Top of Page extract
The last few years have not been good ones for medical device manufacturer Zimmer Biomet. Back in 2008, a component of its hip replacement product, the Alumina Ceramic Femoral Head, was subject to a Class 2 recall when it was discovered that the ceramic head was prone to failure.
More recently, the company’s Comprehensive Reverse Shoulder System has come under FDA scrutiny. Subject to a Class 1 recall (conducted when the product in question may cause “serious adverse health consequences or death”), the Reverse Shoulder System has a high rate of fracturing, requiring risky revision surgery. Consequences can include loss of the use of the shoulder and even death.
But it hasn’t ended there: this week, Zimmer Biomet announced yet another Class 1 recall – this time, of a device known as an Implantable Spinal Fusion Stimulator. The specific models being subject to recall are the SpF PLUS-Mini and SpF XL IIb Implantable Spinal Fusion Stimulators.
These devices are implanted in the surgical patient’s back and provides electrical stimulation over a six month period in order to encourage the joining of two or more vertebrae together (the procedure is known as a posterolateral fusion). According to the company website, the device has a “proven clinical history” with “over 100,000 implanted to date.” Zimmer Biomet also touts the product as “economical” and “cost-effective.”
So – what’s gone wrong?
According to the FDA announcement, these spinal fusion stimulators release “higher than allowed levels of potential [sic] harmful chemicals that may be toxic to tissues and organs.” Patients may require revision surgery, and face the risk of permanent paralysis and even death. This hazard came to light during the manufacturer’s routine testing.
Bottom of Page extract
Top of Data extract
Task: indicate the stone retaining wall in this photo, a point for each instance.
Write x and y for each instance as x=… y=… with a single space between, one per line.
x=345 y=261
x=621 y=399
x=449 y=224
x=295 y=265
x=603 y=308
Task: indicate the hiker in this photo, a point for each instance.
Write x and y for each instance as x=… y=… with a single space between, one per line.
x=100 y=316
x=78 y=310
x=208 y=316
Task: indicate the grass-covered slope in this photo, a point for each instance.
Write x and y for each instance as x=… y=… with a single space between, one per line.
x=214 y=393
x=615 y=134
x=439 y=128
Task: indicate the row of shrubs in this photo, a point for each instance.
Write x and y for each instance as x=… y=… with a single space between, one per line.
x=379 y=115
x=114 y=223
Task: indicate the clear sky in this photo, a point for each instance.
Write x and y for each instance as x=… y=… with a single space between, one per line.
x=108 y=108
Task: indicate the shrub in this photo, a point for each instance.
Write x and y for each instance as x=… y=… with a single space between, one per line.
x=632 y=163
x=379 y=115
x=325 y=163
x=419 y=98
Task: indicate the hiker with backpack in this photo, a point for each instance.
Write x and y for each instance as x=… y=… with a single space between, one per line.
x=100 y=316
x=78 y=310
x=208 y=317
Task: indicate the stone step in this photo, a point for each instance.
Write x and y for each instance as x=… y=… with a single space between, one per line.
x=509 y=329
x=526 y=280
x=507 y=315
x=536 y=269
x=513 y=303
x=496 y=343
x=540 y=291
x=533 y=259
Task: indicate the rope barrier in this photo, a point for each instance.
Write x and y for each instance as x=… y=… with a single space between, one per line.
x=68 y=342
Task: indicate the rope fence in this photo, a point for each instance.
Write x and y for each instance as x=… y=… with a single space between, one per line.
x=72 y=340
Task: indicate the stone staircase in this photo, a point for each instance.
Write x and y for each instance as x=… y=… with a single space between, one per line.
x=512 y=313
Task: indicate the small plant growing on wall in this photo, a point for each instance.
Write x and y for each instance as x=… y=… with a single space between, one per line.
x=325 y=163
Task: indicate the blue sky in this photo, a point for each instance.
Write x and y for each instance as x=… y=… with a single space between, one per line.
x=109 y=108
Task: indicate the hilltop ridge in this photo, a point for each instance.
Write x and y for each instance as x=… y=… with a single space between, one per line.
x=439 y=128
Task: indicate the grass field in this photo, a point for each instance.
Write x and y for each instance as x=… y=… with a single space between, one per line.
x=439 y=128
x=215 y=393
Bottom of Data extract
[What this exercise asks]
1. According to the text on the Zimmer Biomet recalls, over what period does the implanted spinal fusion stimulator provide electrical stimulation?
2. Continue the text on the Zimmer Biomet recalls from the point where it stops.

[Outputs in order]
1. Over a six month period.

2.
Currently, the recall effects 33 devices that were manufactured between October 11, 2016 and January 18 of this year, and were distributed between March 28 and April 6. Zimmer Biomet has issued an Urgent Medical Device Removal notification, advising hospitals to quarantine the devices and closely monitor patients who have received the implant.
It is worth noting that, like the Alumina Ceramic Femoral Head and the Comprehensive Reverse Shoulder System, the SpF Implantable Spinal Fusion Stimulators were approved through the now-infamous 510(k) Pre-market Clearance process, which allows companies such as Zimmer Biomet to bypass normally stringent testing and clinical trials when they can demonstrate that the product is “substantially similar” to one that has already been approved and is on the market.
The number of harmful medical devices and medications that have been allowed on pharmacy shelves and in hospitals has gotten long enough to fill a book – and there is no end in sight. Hopefully, the problem with Zimmer Biomet’s spinal fusion stimulators has been caught in time to avoid unnecessary pain and suffering – but with a 100,000 of them now implanted in patients, there is no guarantee that many people won’t be hurt. In that case, Zimmer Biomet’s corporate defense lawyers will have yet another round of litigation heading their way, and plenty of employment security for years to come.
It seems that corporate “people” never learn their lessons.